Work to complete:
Please print everything from the start of the rows down through the line containing "pixel 228 367", with both ends included. Leave the pictures out.

Data supplied:
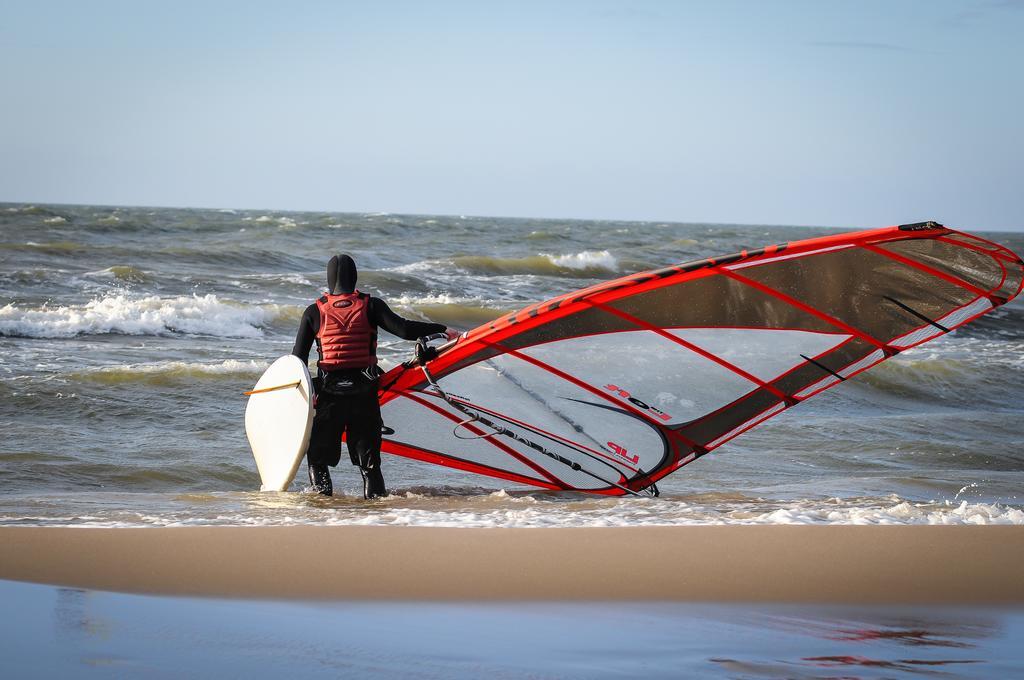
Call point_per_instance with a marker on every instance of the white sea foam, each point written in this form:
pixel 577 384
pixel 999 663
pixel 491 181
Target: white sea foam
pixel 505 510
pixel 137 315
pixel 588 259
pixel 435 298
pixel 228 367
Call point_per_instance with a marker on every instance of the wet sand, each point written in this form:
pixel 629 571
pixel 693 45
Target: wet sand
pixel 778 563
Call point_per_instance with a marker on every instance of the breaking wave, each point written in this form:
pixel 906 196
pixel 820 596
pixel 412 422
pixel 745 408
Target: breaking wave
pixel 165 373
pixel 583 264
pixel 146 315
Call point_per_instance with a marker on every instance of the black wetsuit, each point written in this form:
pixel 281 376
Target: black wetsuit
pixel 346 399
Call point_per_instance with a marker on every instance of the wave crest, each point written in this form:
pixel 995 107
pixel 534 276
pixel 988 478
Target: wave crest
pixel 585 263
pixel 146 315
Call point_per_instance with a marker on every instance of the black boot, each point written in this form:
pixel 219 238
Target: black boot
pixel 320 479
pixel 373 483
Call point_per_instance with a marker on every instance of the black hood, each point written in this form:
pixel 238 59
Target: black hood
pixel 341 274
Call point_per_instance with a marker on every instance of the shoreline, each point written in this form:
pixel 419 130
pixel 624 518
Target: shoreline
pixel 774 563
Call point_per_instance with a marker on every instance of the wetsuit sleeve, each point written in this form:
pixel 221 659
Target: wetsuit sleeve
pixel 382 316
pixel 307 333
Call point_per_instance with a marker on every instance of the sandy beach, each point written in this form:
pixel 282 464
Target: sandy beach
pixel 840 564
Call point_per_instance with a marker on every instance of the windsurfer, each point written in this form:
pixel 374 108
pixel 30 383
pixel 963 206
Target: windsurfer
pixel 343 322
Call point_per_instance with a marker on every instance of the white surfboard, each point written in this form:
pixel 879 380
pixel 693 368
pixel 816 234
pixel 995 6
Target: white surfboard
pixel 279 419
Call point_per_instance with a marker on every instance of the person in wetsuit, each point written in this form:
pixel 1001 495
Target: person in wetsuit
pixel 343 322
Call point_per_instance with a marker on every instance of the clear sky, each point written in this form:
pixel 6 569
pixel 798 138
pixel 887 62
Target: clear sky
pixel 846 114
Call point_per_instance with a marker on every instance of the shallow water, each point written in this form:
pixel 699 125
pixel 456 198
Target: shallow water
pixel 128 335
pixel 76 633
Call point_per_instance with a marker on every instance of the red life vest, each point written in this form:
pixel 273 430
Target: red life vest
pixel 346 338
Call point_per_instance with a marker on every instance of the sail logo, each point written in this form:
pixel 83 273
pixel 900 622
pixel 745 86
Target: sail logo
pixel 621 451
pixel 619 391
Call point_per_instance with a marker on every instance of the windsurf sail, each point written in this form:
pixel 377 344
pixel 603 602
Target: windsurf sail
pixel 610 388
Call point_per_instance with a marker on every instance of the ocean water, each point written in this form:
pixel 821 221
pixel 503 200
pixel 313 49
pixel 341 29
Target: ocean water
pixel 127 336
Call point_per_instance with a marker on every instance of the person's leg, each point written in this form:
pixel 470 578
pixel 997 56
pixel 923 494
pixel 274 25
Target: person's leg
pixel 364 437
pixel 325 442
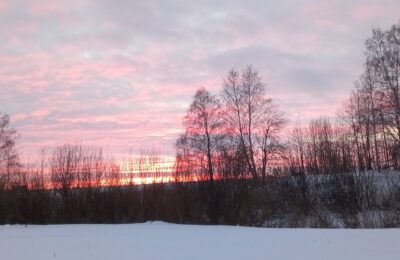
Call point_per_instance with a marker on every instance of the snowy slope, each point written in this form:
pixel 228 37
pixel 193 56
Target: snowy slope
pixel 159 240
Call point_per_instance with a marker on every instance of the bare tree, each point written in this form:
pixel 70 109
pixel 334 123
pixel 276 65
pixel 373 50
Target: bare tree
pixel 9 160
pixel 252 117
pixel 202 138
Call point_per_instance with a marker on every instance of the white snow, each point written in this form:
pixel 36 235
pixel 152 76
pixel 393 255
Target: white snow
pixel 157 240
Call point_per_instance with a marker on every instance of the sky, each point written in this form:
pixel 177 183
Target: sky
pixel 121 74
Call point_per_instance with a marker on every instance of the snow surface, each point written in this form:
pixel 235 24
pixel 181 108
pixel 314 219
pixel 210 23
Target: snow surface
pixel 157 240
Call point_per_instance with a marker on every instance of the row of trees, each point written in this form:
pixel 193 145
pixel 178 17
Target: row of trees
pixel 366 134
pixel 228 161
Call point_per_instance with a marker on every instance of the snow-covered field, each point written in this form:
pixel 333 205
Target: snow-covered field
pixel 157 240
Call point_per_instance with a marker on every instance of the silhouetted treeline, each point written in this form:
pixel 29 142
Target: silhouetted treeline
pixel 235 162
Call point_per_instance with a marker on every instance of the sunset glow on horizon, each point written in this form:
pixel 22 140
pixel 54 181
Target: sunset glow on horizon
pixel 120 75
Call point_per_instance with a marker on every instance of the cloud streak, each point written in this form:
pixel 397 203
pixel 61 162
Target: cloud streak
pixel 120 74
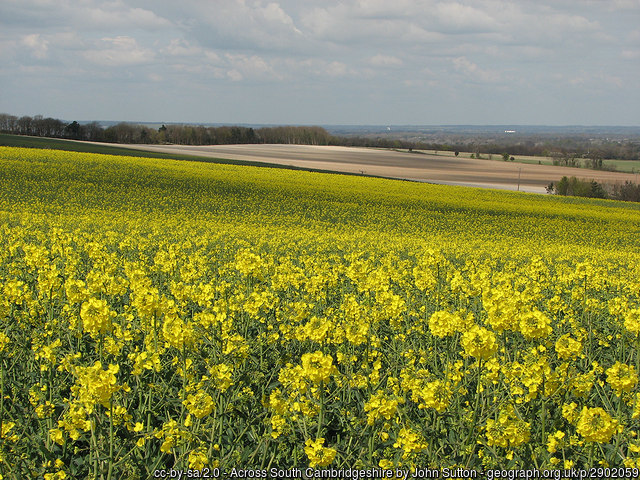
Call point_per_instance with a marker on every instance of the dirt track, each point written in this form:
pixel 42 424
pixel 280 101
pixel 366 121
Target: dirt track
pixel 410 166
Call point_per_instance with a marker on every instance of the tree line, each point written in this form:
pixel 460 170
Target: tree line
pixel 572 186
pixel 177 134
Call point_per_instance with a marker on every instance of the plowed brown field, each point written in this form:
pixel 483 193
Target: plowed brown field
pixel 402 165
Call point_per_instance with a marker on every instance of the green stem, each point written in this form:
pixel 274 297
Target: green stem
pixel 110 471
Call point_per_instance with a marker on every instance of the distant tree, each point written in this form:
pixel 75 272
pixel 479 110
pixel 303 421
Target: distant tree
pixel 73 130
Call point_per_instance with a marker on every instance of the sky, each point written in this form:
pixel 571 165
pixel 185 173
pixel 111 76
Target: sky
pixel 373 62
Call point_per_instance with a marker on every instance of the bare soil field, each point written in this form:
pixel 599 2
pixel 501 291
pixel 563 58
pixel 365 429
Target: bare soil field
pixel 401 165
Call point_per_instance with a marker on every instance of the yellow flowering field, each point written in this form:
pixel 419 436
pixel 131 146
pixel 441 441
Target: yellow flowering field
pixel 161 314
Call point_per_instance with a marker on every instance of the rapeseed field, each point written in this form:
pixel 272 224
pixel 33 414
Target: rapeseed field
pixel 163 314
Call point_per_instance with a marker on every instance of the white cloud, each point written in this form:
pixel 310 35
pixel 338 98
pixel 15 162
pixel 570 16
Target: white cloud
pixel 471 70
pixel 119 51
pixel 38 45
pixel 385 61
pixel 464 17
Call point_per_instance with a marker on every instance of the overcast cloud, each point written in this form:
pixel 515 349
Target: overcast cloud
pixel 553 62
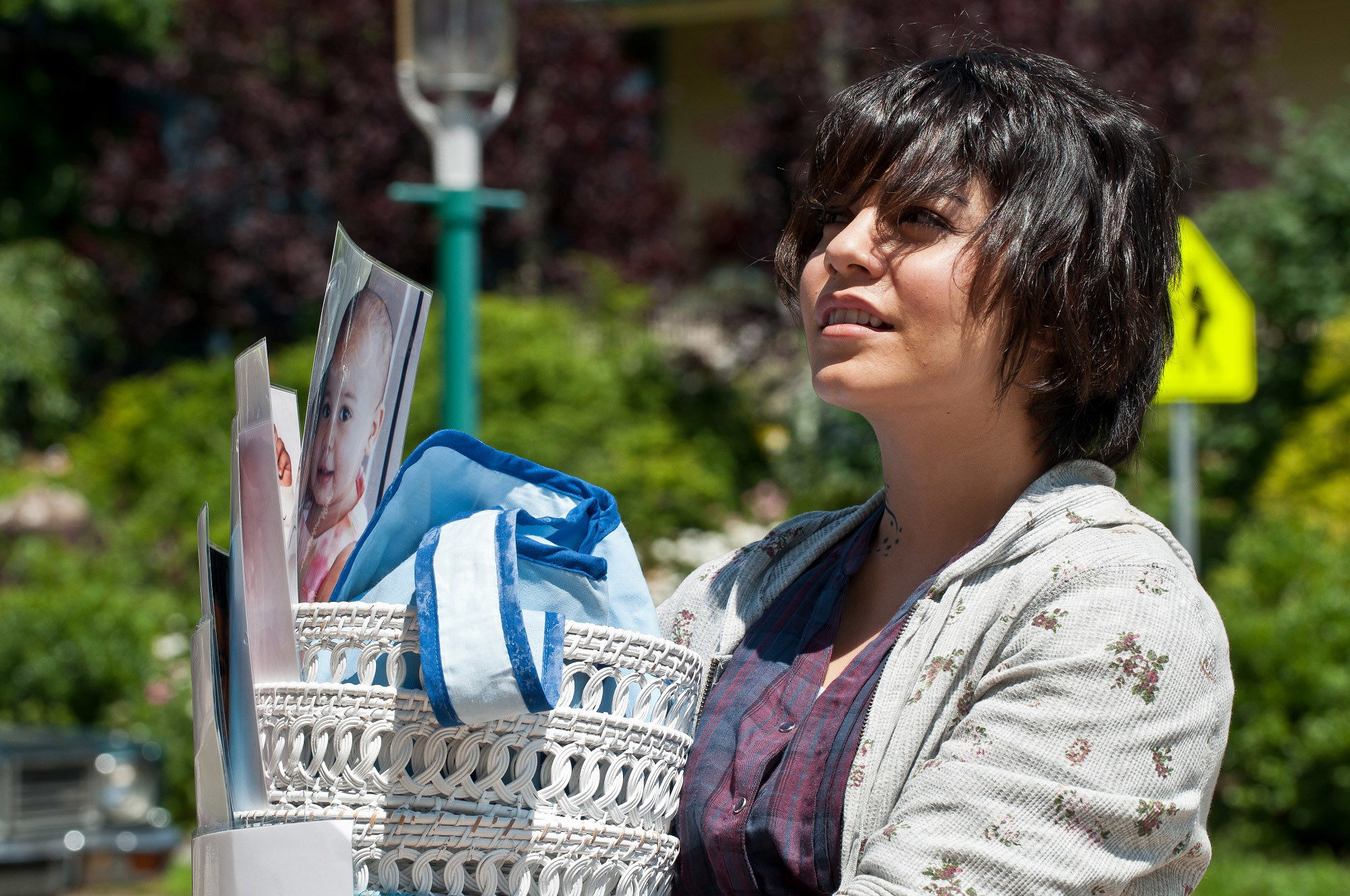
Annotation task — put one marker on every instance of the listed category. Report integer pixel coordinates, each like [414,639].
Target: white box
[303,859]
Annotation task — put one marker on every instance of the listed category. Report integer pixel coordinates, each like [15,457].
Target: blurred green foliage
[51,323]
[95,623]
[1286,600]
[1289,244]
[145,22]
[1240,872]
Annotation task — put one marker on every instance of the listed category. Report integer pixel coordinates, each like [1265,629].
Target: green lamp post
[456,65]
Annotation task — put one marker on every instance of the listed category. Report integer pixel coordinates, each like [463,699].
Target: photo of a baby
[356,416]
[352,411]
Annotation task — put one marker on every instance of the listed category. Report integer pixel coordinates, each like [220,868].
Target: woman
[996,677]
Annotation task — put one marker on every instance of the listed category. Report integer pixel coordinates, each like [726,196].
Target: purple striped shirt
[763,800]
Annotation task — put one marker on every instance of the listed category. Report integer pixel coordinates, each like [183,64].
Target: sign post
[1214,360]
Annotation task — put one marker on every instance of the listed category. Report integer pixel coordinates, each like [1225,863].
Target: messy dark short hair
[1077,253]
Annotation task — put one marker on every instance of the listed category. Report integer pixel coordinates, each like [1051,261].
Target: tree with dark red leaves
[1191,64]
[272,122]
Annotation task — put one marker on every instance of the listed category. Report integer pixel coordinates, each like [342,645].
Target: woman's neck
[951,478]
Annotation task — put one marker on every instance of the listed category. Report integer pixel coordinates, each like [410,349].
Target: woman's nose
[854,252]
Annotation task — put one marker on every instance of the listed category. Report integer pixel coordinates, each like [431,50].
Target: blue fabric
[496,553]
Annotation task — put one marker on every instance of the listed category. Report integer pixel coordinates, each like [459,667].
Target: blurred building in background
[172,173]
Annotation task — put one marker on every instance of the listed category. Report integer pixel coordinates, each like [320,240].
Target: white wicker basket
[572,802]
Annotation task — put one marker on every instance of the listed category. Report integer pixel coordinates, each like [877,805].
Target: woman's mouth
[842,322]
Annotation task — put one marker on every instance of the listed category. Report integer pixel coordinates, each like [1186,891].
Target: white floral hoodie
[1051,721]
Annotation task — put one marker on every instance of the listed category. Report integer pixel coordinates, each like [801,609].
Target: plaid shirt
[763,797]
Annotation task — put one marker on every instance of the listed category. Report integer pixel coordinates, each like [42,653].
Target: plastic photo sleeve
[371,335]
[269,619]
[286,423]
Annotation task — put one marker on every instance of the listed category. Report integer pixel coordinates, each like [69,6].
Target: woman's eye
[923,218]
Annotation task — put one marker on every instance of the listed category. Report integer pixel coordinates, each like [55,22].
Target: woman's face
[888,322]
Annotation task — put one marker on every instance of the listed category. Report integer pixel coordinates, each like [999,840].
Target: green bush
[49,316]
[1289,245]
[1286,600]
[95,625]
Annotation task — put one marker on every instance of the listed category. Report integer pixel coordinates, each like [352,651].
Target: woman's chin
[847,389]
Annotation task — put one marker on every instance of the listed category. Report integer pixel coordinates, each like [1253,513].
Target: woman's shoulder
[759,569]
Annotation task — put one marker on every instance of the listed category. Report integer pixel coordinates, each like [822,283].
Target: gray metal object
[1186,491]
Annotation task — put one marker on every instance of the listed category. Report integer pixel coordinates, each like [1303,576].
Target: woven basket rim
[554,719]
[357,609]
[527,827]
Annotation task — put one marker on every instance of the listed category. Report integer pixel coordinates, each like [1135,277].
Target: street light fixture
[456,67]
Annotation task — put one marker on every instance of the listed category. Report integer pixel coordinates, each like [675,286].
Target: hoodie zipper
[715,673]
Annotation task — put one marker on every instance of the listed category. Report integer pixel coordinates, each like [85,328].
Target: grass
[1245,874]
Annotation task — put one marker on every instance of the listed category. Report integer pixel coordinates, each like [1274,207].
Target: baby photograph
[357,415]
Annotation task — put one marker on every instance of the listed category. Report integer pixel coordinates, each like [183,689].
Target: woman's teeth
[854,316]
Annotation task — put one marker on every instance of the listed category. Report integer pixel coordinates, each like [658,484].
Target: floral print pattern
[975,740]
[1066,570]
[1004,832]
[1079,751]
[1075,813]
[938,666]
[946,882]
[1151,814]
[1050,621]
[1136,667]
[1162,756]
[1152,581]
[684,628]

Written response:
Call point_per_instance with a marker on every instance of the white sea foam, each point written in this form:
pixel 577 384
pixel 999 663
pixel 491 181
Target: white sea foam
pixel 505 510
pixel 137 315
pixel 588 259
pixel 435 298
pixel 228 367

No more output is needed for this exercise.